> _What is expected_
Copy every line, leaving nothing out and adding nothing.

> _Information supplied_

━━━

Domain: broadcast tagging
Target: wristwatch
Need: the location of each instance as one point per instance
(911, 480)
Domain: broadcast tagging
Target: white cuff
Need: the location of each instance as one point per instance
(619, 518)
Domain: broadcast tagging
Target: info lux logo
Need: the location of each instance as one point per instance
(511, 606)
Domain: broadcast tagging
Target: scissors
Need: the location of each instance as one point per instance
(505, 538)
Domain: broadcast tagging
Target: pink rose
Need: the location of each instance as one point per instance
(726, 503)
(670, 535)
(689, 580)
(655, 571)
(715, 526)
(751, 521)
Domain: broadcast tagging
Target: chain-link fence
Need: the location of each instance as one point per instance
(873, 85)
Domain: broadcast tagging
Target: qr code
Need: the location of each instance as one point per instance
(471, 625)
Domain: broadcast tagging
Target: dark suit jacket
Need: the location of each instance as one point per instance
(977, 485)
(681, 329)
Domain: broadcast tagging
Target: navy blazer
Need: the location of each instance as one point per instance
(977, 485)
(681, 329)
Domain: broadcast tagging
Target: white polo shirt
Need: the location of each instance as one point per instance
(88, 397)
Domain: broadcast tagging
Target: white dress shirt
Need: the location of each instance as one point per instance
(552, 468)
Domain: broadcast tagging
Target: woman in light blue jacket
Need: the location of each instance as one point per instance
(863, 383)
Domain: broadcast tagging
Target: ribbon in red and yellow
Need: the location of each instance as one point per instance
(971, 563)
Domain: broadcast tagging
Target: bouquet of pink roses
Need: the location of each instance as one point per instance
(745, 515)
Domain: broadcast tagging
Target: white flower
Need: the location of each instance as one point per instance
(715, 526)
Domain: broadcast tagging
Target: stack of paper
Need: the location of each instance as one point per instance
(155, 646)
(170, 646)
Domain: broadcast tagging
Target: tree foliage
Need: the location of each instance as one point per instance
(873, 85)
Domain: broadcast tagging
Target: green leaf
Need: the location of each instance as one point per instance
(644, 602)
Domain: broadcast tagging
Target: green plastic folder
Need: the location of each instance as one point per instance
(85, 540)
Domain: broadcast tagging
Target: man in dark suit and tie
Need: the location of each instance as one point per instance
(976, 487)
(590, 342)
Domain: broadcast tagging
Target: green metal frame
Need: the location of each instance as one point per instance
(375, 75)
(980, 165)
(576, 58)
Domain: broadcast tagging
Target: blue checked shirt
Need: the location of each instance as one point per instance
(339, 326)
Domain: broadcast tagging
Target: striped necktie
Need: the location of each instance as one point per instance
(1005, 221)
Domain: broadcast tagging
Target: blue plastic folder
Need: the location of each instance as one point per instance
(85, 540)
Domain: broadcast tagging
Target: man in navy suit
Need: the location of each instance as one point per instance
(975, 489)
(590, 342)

━━━

> _Written reply_
Domain: broadcast tagging
Target: wristwatch
Need: the location of each instance as one point per instance
(911, 480)
Domain: broadcast tagging
Target: white cuff
Need: the location of each instance as one point per instance
(619, 518)
Domain: broadcast tagging
Target: info lux logo
Need: the location of each instance as one point per instance
(511, 606)
Domain: broadcast tagging
Target: scissors
Need: the location of each instance as one point per instance
(505, 538)
Domain: broadcast tagging
Target: pink rose
Need: the location of each instance as one point per instance
(726, 503)
(670, 535)
(689, 580)
(655, 571)
(715, 526)
(751, 521)
Domain: broadcast tagging
Target: chain-link fence
Need: the location of each instance as one point per instance
(873, 85)
Domain: broadcast tagging
Target: qr code
Need: the location of each instance as one point per instance
(471, 625)
Domain: broadcast tagging
Target: dark suit jacket
Need: the location of each instance as one point per instance
(977, 485)
(681, 329)
Domain: broadcast tagging
Target: navy blazer
Need: the location of each instance as one point per instance
(977, 485)
(681, 329)
Domain: broadcast tagging
Target: white polo shirt
Need: the location of each instance as one point per instance
(88, 397)
Domain: broadcast tagging
Target: white dress shirt
Need: the location of each instance as one point per instance
(552, 468)
Domain: broadcast tagging
Target: woman in light blue jacket
Need: the location of each instance as one point per instance
(863, 383)
Domain: broadcast tagging
Target: ribbon in red and yellow
Need: the location of each instance as one point per instance
(971, 563)
Domain: broadcast tagging
Target: bouquet of pink roses
Need: the location of each instance as one point per instance
(745, 515)
Domain: broadcast tagging
Target: white flower
Need: the location of each instance as one point per instance
(715, 526)
Domain: broadcast tagging
Target: stack of paper
Need: the location of each instance as one point per instance
(155, 646)
(170, 646)
Domain: broadcast tagging
Target: tree foliage
Need: the location of each instance as one point per instance
(873, 85)
Domain: broadcast tagging
Target: green leaf
Need: the location of each instance as one point per instance
(644, 602)
Domain: broadcast tagging
Target: green plastic folder
Need: the location of each instance as one point per instance
(85, 540)
Domain: broadcast tagging
Target: man in dark suit and tie
Need: the location of each instance as one point per instance
(976, 487)
(590, 342)
Domain: broadcast tagging
Target: green metal frame
Need: the location of each instance as one point per instance
(375, 75)
(980, 165)
(576, 58)
Domain: broadcast tagging
Target: blue checked shirt
Need: the location of each instance as one point per instance
(339, 326)
Domain: broadcast tagging
Target: striped necktie
Need: the location of each instance as one point per instance
(1005, 221)
Domain: broadcast tagging
Target: blue plastic folder
Need: the location of each instance as one point per instance
(85, 540)
Domain: broadcast tagging
Target: man in navy suit
Need: the location of each instance as one point per instance
(975, 489)
(590, 342)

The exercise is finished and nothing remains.